WHAT IS ASKED
Please copy out every one of the entries below, changing each "object localization agent" to "object detection agent" and keeping everything else the same. Leave the pictures out of your copy.

»»

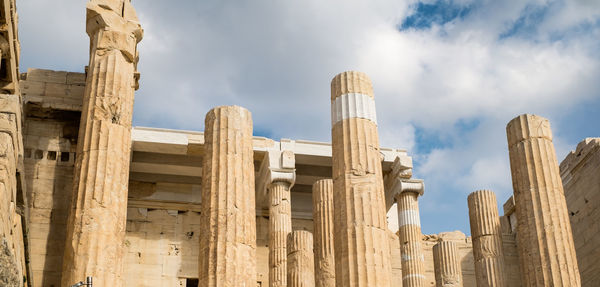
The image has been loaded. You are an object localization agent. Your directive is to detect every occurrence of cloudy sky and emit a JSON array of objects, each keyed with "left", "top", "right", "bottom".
[{"left": 17, "top": 0, "right": 600, "bottom": 234}]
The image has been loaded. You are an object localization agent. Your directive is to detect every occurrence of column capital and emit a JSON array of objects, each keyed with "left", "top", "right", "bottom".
[
  {"left": 384, "top": 156, "right": 425, "bottom": 208},
  {"left": 256, "top": 148, "right": 296, "bottom": 203},
  {"left": 86, "top": 0, "right": 144, "bottom": 62},
  {"left": 391, "top": 178, "right": 425, "bottom": 197}
]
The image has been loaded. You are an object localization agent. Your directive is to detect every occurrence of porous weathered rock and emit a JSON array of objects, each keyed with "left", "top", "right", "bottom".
[
  {"left": 331, "top": 71, "right": 391, "bottom": 287},
  {"left": 560, "top": 138, "right": 600, "bottom": 287},
  {"left": 287, "top": 230, "right": 315, "bottom": 287},
  {"left": 506, "top": 114, "right": 581, "bottom": 287},
  {"left": 396, "top": 190, "right": 426, "bottom": 287},
  {"left": 268, "top": 181, "right": 292, "bottom": 287},
  {"left": 433, "top": 241, "right": 462, "bottom": 287},
  {"left": 312, "top": 179, "right": 335, "bottom": 287},
  {"left": 467, "top": 190, "right": 506, "bottom": 287},
  {"left": 62, "top": 0, "right": 142, "bottom": 286},
  {"left": 199, "top": 106, "right": 256, "bottom": 287}
]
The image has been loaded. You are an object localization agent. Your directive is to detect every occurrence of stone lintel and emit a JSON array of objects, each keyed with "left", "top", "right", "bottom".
[{"left": 256, "top": 150, "right": 296, "bottom": 201}]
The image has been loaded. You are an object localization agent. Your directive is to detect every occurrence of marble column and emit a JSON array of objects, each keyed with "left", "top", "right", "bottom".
[
  {"left": 331, "top": 71, "right": 391, "bottom": 287},
  {"left": 312, "top": 179, "right": 335, "bottom": 287},
  {"left": 395, "top": 180, "right": 425, "bottom": 287},
  {"left": 62, "top": 0, "right": 142, "bottom": 286},
  {"left": 287, "top": 230, "right": 315, "bottom": 287},
  {"left": 433, "top": 241, "right": 462, "bottom": 287},
  {"left": 199, "top": 106, "right": 256, "bottom": 287},
  {"left": 506, "top": 114, "right": 581, "bottom": 287},
  {"left": 268, "top": 180, "right": 293, "bottom": 287},
  {"left": 467, "top": 190, "right": 506, "bottom": 287}
]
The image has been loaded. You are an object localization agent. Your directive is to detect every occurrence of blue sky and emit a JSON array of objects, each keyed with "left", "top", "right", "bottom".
[{"left": 17, "top": 0, "right": 600, "bottom": 234}]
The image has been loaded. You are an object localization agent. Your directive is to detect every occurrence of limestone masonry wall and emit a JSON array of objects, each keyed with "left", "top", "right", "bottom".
[
  {"left": 560, "top": 138, "right": 600, "bottom": 287},
  {"left": 21, "top": 69, "right": 85, "bottom": 287}
]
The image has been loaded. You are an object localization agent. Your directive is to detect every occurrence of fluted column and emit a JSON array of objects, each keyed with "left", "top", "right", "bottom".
[
  {"left": 268, "top": 181, "right": 292, "bottom": 287},
  {"left": 62, "top": 0, "right": 142, "bottom": 286},
  {"left": 199, "top": 106, "right": 256, "bottom": 287},
  {"left": 287, "top": 230, "right": 315, "bottom": 287},
  {"left": 312, "top": 179, "right": 335, "bottom": 287},
  {"left": 331, "top": 72, "right": 391, "bottom": 287},
  {"left": 506, "top": 114, "right": 581, "bottom": 287},
  {"left": 433, "top": 241, "right": 462, "bottom": 287},
  {"left": 467, "top": 190, "right": 505, "bottom": 287},
  {"left": 395, "top": 181, "right": 425, "bottom": 287}
]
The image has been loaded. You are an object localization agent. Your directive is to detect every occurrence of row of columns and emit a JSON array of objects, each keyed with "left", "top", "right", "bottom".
[{"left": 63, "top": 20, "right": 580, "bottom": 287}]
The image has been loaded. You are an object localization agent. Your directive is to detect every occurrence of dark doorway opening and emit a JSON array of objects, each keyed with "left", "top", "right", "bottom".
[{"left": 185, "top": 278, "right": 198, "bottom": 287}]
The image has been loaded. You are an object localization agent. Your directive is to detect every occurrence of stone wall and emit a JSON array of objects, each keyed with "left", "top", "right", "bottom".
[
  {"left": 0, "top": 95, "right": 27, "bottom": 287},
  {"left": 21, "top": 69, "right": 85, "bottom": 287},
  {"left": 560, "top": 138, "right": 600, "bottom": 287}
]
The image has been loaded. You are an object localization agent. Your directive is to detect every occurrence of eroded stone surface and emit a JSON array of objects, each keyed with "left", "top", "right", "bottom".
[
  {"left": 331, "top": 71, "right": 391, "bottom": 286},
  {"left": 312, "top": 179, "right": 335, "bottom": 287},
  {"left": 287, "top": 230, "right": 315, "bottom": 287},
  {"left": 506, "top": 114, "right": 581, "bottom": 287},
  {"left": 396, "top": 192, "right": 426, "bottom": 287},
  {"left": 62, "top": 0, "right": 142, "bottom": 286},
  {"left": 467, "top": 190, "right": 506, "bottom": 287},
  {"left": 433, "top": 241, "right": 463, "bottom": 287},
  {"left": 199, "top": 106, "right": 256, "bottom": 287}
]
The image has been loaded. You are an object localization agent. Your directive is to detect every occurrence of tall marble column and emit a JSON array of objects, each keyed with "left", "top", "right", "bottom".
[
  {"left": 394, "top": 179, "right": 425, "bottom": 287},
  {"left": 331, "top": 71, "right": 391, "bottom": 287},
  {"left": 506, "top": 114, "right": 581, "bottom": 287},
  {"left": 257, "top": 148, "right": 296, "bottom": 287},
  {"left": 62, "top": 0, "right": 142, "bottom": 286},
  {"left": 433, "top": 241, "right": 462, "bottom": 287},
  {"left": 268, "top": 181, "right": 292, "bottom": 287},
  {"left": 467, "top": 190, "right": 505, "bottom": 287},
  {"left": 199, "top": 106, "right": 256, "bottom": 287},
  {"left": 287, "top": 230, "right": 315, "bottom": 287},
  {"left": 312, "top": 179, "right": 335, "bottom": 287}
]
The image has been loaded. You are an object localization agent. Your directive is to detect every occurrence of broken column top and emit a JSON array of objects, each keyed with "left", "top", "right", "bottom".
[
  {"left": 506, "top": 114, "right": 552, "bottom": 147},
  {"left": 206, "top": 106, "right": 252, "bottom": 124},
  {"left": 331, "top": 71, "right": 373, "bottom": 101}
]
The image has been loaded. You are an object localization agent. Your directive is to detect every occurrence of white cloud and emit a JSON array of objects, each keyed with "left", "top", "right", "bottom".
[{"left": 18, "top": 0, "right": 600, "bottom": 234}]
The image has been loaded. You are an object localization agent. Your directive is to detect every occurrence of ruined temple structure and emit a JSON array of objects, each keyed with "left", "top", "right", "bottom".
[{"left": 0, "top": 0, "right": 600, "bottom": 287}]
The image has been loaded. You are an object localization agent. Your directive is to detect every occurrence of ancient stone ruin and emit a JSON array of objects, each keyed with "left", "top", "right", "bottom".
[{"left": 0, "top": 0, "right": 600, "bottom": 287}]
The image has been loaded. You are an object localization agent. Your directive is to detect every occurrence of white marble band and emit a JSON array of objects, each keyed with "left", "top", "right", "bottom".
[
  {"left": 398, "top": 209, "right": 421, "bottom": 227},
  {"left": 402, "top": 274, "right": 426, "bottom": 280},
  {"left": 400, "top": 254, "right": 425, "bottom": 262},
  {"left": 331, "top": 93, "right": 377, "bottom": 126}
]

««

TASK RESPONSE
The image has been loaded. You are an object detection agent. Your directive is to detect every occurrence of cloudy sky and emit a JSON array of objects, each keyed with "left", "top", "right", "bottom".
[{"left": 17, "top": 0, "right": 600, "bottom": 234}]
The image has been loaded. You are an object detection agent. Your directive is to detect every occurrence of column capital and emit a JSON array of objects, each keyed with "left", "top", "right", "bottom".
[
  {"left": 384, "top": 156, "right": 425, "bottom": 208},
  {"left": 256, "top": 148, "right": 296, "bottom": 203},
  {"left": 86, "top": 0, "right": 144, "bottom": 62},
  {"left": 391, "top": 178, "right": 425, "bottom": 197}
]
The image has been loaded. You are an object detection agent. Your directive is to detect every occurrence of porous weathered rock and emit a JSON array of objects, each keyed with "left", "top", "right", "bottom".
[
  {"left": 331, "top": 71, "right": 391, "bottom": 287},
  {"left": 560, "top": 138, "right": 600, "bottom": 287},
  {"left": 287, "top": 230, "right": 315, "bottom": 287},
  {"left": 506, "top": 114, "right": 581, "bottom": 287},
  {"left": 396, "top": 190, "right": 426, "bottom": 287},
  {"left": 268, "top": 181, "right": 292, "bottom": 287},
  {"left": 433, "top": 241, "right": 462, "bottom": 287},
  {"left": 312, "top": 179, "right": 335, "bottom": 287},
  {"left": 467, "top": 190, "right": 506, "bottom": 287},
  {"left": 62, "top": 0, "right": 142, "bottom": 286},
  {"left": 199, "top": 106, "right": 256, "bottom": 287}
]
The image has been loaded. You are an object detection agent. Your directive is to detect every occurrence of stone lintel and emit a JSON array of objects, each keyed with "left", "top", "right", "bottom".
[{"left": 256, "top": 150, "right": 296, "bottom": 201}]
The image has been loaded. You are an object detection agent. Your directive is to detect every occurrence of marble column and emit a JSON array of objects, each keyed with "left", "top", "right", "bottom".
[
  {"left": 331, "top": 71, "right": 391, "bottom": 287},
  {"left": 312, "top": 179, "right": 335, "bottom": 287},
  {"left": 395, "top": 180, "right": 425, "bottom": 287},
  {"left": 62, "top": 0, "right": 142, "bottom": 286},
  {"left": 287, "top": 230, "right": 315, "bottom": 287},
  {"left": 433, "top": 241, "right": 462, "bottom": 287},
  {"left": 199, "top": 106, "right": 256, "bottom": 287},
  {"left": 506, "top": 114, "right": 581, "bottom": 287},
  {"left": 268, "top": 180, "right": 293, "bottom": 287},
  {"left": 467, "top": 190, "right": 506, "bottom": 287}
]
The image has been loaded. You are an object detection agent. Your directive is to detect every occurrence of blue sky and emit a JSON array of objects, each keyed with "left", "top", "right", "bottom".
[{"left": 17, "top": 0, "right": 600, "bottom": 234}]
The image has been loaded. You are an object detection agent. Your directive is to detect every occurrence of limestone masonry wall and emit a JSON array of objects, each keyed with "left", "top", "right", "bottom".
[
  {"left": 560, "top": 138, "right": 600, "bottom": 287},
  {"left": 21, "top": 69, "right": 85, "bottom": 287}
]
The image has been loaded. You are an object detection agent. Your directive is to detect every occurrence of fluted column and emit a JSON array of objects, each keyed with "left", "top", "right", "bottom".
[
  {"left": 268, "top": 181, "right": 292, "bottom": 287},
  {"left": 62, "top": 0, "right": 142, "bottom": 286},
  {"left": 199, "top": 106, "right": 256, "bottom": 287},
  {"left": 287, "top": 230, "right": 315, "bottom": 287},
  {"left": 312, "top": 179, "right": 335, "bottom": 287},
  {"left": 331, "top": 72, "right": 391, "bottom": 287},
  {"left": 506, "top": 114, "right": 581, "bottom": 287},
  {"left": 433, "top": 241, "right": 462, "bottom": 287},
  {"left": 467, "top": 190, "right": 505, "bottom": 287},
  {"left": 395, "top": 181, "right": 425, "bottom": 287}
]
The image has been loaded. You are an object detection agent. Your directive is to detect every occurrence of row of columns and emit a JSON array of objects, each keyed with "left", "top", "right", "bottom".
[{"left": 63, "top": 20, "right": 580, "bottom": 287}]
The image has been loaded. You are an object detection agent. Your directive is to detect every occurrence of dark doorway opening and emit a JSON array of objects, each keyed with "left", "top", "right", "bottom".
[{"left": 185, "top": 278, "right": 198, "bottom": 287}]
The image has been loaded. You are an object detection agent. Your directive is to detect every occurrence of stone wall and emit a JSON array of objects, each keyed with "left", "top", "right", "bottom".
[
  {"left": 0, "top": 95, "right": 27, "bottom": 287},
  {"left": 21, "top": 69, "right": 85, "bottom": 287},
  {"left": 560, "top": 138, "right": 600, "bottom": 287}
]
The image has been loaded. You are an object detection agent. Your directive is to detect every occurrence of eroded stone surface and emit a JSON array of objects, each keyed with "left", "top", "right", "bottom".
[
  {"left": 331, "top": 71, "right": 391, "bottom": 286},
  {"left": 312, "top": 179, "right": 335, "bottom": 287},
  {"left": 287, "top": 230, "right": 315, "bottom": 287},
  {"left": 506, "top": 114, "right": 581, "bottom": 287},
  {"left": 396, "top": 192, "right": 426, "bottom": 287},
  {"left": 62, "top": 0, "right": 142, "bottom": 286},
  {"left": 467, "top": 190, "right": 506, "bottom": 287},
  {"left": 433, "top": 241, "right": 463, "bottom": 287},
  {"left": 199, "top": 106, "right": 256, "bottom": 287}
]
The image has been loaded. You are an object detection agent. Your directive is to detect every occurrence of tall marble column and emit a JSON array of objects, each keyed with "left", "top", "right", "bottom".
[
  {"left": 394, "top": 179, "right": 425, "bottom": 287},
  {"left": 331, "top": 71, "right": 391, "bottom": 287},
  {"left": 506, "top": 114, "right": 581, "bottom": 287},
  {"left": 257, "top": 148, "right": 296, "bottom": 287},
  {"left": 62, "top": 0, "right": 142, "bottom": 286},
  {"left": 433, "top": 241, "right": 462, "bottom": 287},
  {"left": 268, "top": 181, "right": 292, "bottom": 287},
  {"left": 467, "top": 190, "right": 505, "bottom": 287},
  {"left": 199, "top": 106, "right": 256, "bottom": 287},
  {"left": 287, "top": 230, "right": 315, "bottom": 287},
  {"left": 312, "top": 179, "right": 335, "bottom": 287}
]
The image has been loaded. You are an object detection agent. Your directive is to detect every occurrence of broken column top and emit a JSON array of objects, each keyed with "left", "top", "right", "bottom".
[
  {"left": 506, "top": 114, "right": 552, "bottom": 147},
  {"left": 206, "top": 106, "right": 252, "bottom": 124},
  {"left": 331, "top": 71, "right": 373, "bottom": 101}
]
The image has been loaded. You are an object detection agent. Your directive is to detect every occurrence of white cloud and emit a JSON array of objects, each keyed with "left", "top", "right", "bottom".
[{"left": 18, "top": 0, "right": 600, "bottom": 234}]
The image has been loaded. You are an object detection agent. Your directive is to detect every occurrence of ruined temple structure and emit a JSON array of objects, each keyed with "left", "top", "right", "bottom".
[{"left": 0, "top": 0, "right": 600, "bottom": 287}]
The image has been loaded. You are an object detection agent. Your directive is to detect every occurrence of ancient stone ruin and emit a JSON array of objects, each keyed with "left", "top", "right", "bottom".
[{"left": 0, "top": 0, "right": 600, "bottom": 287}]
The image has been loaded. You are an object detection agent. Your directive is to detect every occurrence of white marble band and emit a JSON array of objects, each keyed with "left", "top", "right", "bottom".
[
  {"left": 398, "top": 209, "right": 421, "bottom": 227},
  {"left": 402, "top": 274, "right": 426, "bottom": 280},
  {"left": 400, "top": 254, "right": 425, "bottom": 262},
  {"left": 331, "top": 93, "right": 377, "bottom": 126}
]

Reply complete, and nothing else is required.